→ WORK TO COMPLETE
Of the entries below, copy only those lines that contain the word "jeans".

Start of RECORD SET

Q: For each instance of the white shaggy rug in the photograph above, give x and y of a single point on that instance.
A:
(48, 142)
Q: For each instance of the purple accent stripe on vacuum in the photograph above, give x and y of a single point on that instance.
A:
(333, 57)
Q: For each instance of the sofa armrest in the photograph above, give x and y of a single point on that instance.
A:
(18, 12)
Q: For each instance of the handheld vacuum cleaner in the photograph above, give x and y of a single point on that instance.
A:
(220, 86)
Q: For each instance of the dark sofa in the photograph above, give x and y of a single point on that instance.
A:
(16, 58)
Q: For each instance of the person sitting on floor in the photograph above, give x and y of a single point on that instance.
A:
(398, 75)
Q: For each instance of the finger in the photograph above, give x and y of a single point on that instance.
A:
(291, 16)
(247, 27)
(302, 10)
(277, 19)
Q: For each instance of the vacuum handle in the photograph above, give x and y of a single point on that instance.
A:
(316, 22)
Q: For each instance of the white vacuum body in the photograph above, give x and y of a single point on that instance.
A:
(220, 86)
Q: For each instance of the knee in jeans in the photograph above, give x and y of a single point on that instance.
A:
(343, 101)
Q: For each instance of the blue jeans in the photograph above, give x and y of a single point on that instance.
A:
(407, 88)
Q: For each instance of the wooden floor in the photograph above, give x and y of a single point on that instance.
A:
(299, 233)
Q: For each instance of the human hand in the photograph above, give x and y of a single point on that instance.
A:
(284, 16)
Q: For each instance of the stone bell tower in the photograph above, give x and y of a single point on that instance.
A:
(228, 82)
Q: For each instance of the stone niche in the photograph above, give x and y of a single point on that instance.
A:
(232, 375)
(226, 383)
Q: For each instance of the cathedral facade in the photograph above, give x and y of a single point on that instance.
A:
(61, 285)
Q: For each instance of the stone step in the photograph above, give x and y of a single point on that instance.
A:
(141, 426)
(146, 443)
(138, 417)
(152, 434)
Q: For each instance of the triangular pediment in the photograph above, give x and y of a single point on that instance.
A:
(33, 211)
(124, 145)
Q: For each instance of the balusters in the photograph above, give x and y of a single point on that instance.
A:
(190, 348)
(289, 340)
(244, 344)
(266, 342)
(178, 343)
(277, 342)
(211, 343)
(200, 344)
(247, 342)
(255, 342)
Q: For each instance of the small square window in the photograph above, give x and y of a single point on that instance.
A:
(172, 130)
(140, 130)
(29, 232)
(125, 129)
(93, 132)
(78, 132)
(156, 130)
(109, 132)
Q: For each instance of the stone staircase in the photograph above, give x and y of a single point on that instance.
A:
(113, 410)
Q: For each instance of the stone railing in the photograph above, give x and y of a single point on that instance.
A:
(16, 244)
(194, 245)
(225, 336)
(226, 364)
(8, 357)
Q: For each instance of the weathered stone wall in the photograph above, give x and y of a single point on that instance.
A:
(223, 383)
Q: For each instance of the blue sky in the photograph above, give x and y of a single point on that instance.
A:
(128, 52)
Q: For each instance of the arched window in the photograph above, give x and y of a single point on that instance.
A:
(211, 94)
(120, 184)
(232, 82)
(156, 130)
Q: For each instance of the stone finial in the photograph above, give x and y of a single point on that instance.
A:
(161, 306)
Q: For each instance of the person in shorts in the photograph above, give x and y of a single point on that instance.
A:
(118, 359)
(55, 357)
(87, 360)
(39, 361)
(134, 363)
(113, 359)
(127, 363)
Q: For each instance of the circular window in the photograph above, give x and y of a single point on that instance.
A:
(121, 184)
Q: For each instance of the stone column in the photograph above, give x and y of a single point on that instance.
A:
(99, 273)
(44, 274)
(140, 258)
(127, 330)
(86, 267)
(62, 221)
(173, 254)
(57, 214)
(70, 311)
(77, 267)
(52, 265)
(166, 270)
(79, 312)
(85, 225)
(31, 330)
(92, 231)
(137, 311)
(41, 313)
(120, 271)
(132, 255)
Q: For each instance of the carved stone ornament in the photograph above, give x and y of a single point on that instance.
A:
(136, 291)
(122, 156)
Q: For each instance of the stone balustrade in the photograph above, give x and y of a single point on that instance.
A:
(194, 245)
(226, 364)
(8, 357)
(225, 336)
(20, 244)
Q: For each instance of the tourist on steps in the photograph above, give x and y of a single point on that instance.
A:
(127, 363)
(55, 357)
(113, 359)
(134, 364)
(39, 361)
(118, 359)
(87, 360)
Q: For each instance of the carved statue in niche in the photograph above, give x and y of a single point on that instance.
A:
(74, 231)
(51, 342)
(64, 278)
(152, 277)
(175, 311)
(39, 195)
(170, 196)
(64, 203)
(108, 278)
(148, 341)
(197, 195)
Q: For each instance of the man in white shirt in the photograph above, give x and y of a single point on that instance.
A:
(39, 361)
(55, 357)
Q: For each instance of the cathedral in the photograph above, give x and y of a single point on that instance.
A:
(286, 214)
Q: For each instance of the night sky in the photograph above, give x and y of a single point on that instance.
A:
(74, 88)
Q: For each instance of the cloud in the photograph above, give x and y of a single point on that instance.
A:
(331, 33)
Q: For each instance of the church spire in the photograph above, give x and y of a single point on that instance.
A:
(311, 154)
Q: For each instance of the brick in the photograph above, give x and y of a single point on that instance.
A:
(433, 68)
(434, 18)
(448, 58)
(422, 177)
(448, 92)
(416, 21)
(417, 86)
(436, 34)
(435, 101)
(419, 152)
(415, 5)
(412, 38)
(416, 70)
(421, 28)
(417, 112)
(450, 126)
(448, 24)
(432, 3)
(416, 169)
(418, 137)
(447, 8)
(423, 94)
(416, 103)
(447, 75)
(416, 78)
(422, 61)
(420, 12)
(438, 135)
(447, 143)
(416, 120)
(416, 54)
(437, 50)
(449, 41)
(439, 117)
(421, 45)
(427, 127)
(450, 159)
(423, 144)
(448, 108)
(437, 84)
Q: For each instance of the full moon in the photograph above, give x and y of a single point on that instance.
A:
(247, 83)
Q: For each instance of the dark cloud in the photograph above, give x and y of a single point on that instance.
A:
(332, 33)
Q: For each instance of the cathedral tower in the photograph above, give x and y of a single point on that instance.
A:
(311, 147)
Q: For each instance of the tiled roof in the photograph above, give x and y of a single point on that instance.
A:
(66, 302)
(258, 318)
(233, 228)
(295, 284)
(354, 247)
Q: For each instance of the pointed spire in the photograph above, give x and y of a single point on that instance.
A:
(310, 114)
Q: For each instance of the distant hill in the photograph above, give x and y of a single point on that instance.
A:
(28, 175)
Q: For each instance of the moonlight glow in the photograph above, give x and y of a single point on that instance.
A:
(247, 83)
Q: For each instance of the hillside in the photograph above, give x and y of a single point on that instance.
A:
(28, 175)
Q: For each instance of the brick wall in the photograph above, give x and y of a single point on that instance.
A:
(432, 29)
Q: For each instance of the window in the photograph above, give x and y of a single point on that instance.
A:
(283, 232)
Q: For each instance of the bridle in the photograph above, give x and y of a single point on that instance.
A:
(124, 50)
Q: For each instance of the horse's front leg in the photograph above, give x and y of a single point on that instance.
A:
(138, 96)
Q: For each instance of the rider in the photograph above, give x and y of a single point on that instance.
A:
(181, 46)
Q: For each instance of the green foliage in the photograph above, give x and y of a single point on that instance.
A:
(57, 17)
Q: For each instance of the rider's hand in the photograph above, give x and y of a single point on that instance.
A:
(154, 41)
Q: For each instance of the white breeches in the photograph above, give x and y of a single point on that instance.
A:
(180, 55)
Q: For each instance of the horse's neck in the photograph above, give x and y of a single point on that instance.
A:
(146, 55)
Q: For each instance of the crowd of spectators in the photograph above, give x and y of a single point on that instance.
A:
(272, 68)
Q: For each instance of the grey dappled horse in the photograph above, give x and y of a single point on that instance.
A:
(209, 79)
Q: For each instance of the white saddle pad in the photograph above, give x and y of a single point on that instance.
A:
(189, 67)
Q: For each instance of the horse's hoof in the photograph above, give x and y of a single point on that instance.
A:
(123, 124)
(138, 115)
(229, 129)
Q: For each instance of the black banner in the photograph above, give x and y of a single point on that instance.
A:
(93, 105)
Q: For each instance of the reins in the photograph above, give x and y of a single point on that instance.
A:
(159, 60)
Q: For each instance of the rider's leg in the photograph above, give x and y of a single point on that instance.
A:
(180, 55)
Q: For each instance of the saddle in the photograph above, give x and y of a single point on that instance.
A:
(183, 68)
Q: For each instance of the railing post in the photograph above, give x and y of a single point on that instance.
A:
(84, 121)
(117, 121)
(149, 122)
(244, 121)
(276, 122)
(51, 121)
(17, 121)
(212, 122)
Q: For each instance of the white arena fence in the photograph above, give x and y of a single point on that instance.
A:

End of RECORD SET

→ WRITTEN ANSWER
Q: For each instance of the knee in jeans in the photograph above, give x and y of a single point on that instance.
Q: For each instance of the blue jeans in the photograph above, give x and y of a single point on that instance.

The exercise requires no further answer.